#### [Sayfa Alıntısı]
--------------------------------------------------

BM Güvenlik Konseyi’nde (BMGK) Kuzey Kore’de insan hakları ihlallerine ilişkin oturum düzenlendi. Oturum öncesinde Rusya ve Çin, konunun BMGK’de görüşülmesine ihtiyaç olmadığını, Kuzey Kore’deki “insan hakları ihlallerinin” uluslararası güvenlik ve barışa tehdit teşkil etmediğini savundu.
İki ülke, BMGK’nin Kuzey Kore’de insan hakları ihlalleri yerine dünya genelinde aciliyet gerektiren çatışmalarda “silahları susturmaya” odaklanması gerektiğini belirterek, oturumun iptalini istedi.
Bunun ardından yapılan oylamada, 15 üyeli BMGK’de 12 üyenin oturumun yapılmasını istemesi sonucu toplantı gerçekleşti.
“KUZEY KORE ‘U’ DÖNÜŞÜ YAPMALI”
Burada üye ülkeleri bilgilendiren BM İnsan Hakları Yüksek Komiseri Volker Türk, Kuzey Kore’deki insan hakları ihlallerinin bölgesel istikrarsızlığı tetiklediğini belirterek, bu konunun Kore Yarımadası’ndaki genel barış ve güvenlik durumundan ayrı ele alınamayacağını söyledi.
Türk, “Bugün Kuzey Kore dünyanın geri kalanından kopmuş bir ülke.” diyerek, günlük hayatın “boğucu bir ortamda” zorluklarla dolu olduğuna işaret etti.
Serbest dolaşıma ilişkin kısıtlamaların arttığına işaret eden Türk, insanların çok zor durumlarda olmalarına rağmen ülkeden çıkamadığını dile getirdi. Türk, ifade özgürlüğüne yönelik baskının yoğunlaştığını ve sosyo-ekonomik yaşam koşullarının “dayanılmaz” boyutlara ulaştığını kaydetti.

--------------------------------------------------

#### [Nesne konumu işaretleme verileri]

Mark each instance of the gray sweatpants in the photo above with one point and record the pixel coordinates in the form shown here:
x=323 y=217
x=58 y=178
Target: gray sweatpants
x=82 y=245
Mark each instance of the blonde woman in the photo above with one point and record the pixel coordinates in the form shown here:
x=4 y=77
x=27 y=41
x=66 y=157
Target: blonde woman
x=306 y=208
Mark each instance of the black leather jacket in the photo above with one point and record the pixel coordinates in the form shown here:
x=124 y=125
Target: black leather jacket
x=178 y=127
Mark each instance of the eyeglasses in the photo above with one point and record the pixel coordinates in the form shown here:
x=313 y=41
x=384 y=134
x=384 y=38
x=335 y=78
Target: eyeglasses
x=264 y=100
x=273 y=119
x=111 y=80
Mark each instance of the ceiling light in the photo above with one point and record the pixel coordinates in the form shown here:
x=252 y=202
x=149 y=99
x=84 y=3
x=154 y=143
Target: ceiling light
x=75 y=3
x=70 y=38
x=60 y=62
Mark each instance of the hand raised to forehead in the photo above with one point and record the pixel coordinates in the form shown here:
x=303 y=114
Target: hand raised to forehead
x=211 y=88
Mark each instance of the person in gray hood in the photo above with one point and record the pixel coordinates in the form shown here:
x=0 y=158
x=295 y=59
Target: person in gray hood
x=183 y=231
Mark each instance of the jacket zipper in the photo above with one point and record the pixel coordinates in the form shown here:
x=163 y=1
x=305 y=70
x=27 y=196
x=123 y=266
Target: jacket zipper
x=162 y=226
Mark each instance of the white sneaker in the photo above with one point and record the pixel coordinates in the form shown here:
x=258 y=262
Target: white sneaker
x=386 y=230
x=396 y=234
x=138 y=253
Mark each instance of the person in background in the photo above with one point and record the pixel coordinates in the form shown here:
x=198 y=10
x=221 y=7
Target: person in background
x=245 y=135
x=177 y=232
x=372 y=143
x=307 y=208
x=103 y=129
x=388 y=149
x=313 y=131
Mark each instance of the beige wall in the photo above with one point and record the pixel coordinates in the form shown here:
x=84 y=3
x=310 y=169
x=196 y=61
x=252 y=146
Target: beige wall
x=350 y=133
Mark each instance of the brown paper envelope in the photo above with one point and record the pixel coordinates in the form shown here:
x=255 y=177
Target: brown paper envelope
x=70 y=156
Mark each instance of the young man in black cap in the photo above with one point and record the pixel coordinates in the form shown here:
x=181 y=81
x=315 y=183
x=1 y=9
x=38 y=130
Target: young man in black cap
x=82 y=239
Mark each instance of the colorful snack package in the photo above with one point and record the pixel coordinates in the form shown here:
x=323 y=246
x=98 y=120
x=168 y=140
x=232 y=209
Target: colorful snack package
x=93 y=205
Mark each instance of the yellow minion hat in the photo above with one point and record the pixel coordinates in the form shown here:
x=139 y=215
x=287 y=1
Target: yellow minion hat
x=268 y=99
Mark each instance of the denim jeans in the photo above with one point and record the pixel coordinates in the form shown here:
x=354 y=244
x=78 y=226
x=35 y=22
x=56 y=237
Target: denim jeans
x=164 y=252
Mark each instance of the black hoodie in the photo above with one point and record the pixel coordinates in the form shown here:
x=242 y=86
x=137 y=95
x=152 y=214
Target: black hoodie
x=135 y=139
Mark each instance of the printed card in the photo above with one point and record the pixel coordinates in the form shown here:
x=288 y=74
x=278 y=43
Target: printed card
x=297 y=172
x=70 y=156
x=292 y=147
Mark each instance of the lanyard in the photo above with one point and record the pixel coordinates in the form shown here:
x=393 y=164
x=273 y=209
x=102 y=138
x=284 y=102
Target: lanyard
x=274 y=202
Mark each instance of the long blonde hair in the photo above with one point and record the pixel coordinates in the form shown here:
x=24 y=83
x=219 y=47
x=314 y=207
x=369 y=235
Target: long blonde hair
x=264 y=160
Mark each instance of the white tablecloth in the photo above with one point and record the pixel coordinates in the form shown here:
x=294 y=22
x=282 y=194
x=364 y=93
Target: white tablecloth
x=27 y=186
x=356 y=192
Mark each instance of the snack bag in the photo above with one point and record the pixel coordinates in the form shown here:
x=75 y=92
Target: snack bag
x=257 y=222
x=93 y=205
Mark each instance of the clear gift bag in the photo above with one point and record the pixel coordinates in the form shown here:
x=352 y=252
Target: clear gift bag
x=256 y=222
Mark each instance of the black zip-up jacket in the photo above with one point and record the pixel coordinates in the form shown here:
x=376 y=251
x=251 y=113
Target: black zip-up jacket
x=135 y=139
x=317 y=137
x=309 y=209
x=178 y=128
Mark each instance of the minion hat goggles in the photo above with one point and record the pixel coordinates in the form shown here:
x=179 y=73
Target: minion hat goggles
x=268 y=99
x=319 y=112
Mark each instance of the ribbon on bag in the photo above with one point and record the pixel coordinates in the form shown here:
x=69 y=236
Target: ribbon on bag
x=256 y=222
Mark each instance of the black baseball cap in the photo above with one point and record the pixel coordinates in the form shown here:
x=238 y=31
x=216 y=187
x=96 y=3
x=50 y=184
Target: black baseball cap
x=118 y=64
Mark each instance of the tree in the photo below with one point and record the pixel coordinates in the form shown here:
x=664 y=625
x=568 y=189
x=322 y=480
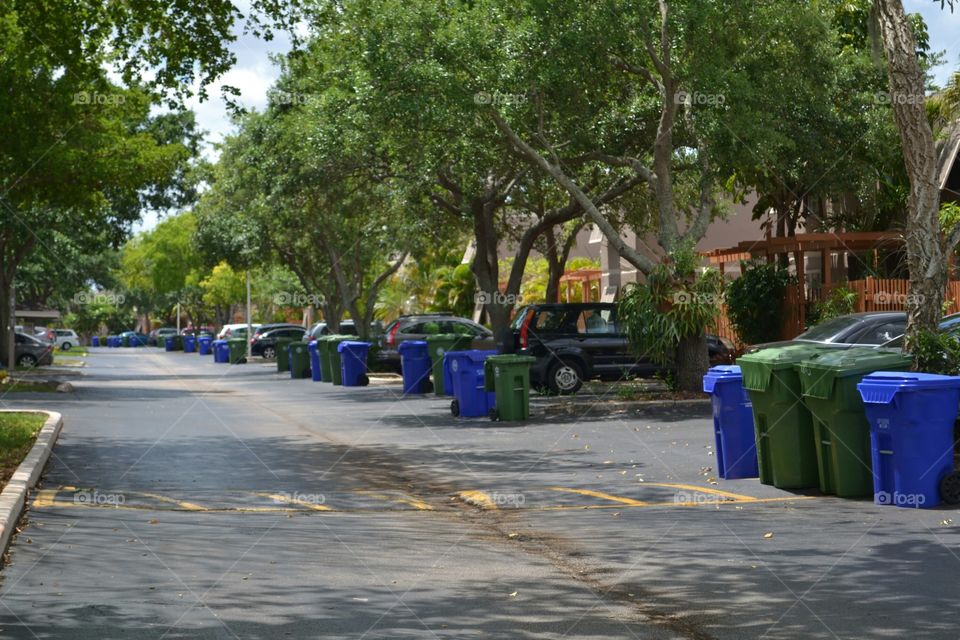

--------------------------------------------------

#### [Alıştırma Yönergesi]
Kuzey Kore oturumuyla ilgili metinde "Bunun ardından yapılan" sözcüklerinden "boyutlara ulaştığını kaydetti." sözcüklerine kadar uzanan kısmı kelimesi kelimesine aktarın. Bu kayıtlar başka bir kaynaktan alınmıştır.

#### [Yanıt Aşağıda]
Bunun ardından yapılan oylamada, 15 üyeli BMGK’de 12 üyenin oturumun yapılmasını istemesi sonucu toplantı gerçekleşti.
“KUZEY KORE ‘U’ DÖNÜŞÜ YAPMALI”
Burada üye ülkeleri bilgilendiren BM İnsan Hakları Yüksek Komiseri Volker Türk, Kuzey Kore’deki insan hakları ihlallerinin bölgesel istikrarsızlığı tetiklediğini belirterek, bu konunun Kore Yarımadası’ndaki genel barış ve güvenlik durumundan ayrı ele alınamayacağını söyledi.
Türk, “Bugün Kuzey Kore dünyanın geri kalanından kopmuş bir ülke.” diyerek, günlük hayatın “boğucu bir ortamda” zorluklarla dolu olduğuna işaret etti.
Serbest dolaşıma ilişkin kısıtlamaların arttığına işaret eden Türk, insanların çok zor durumlarda olmalarına rağmen ülkeden çıkamadığını dile getirdi. Türk, ifade özgürlüğüne yönelik baskının yoğunlaştığını ve sosyo-ekonomik yaşam koşullarının “dayanılmaz” boyutlara ulaştığını kaydetti.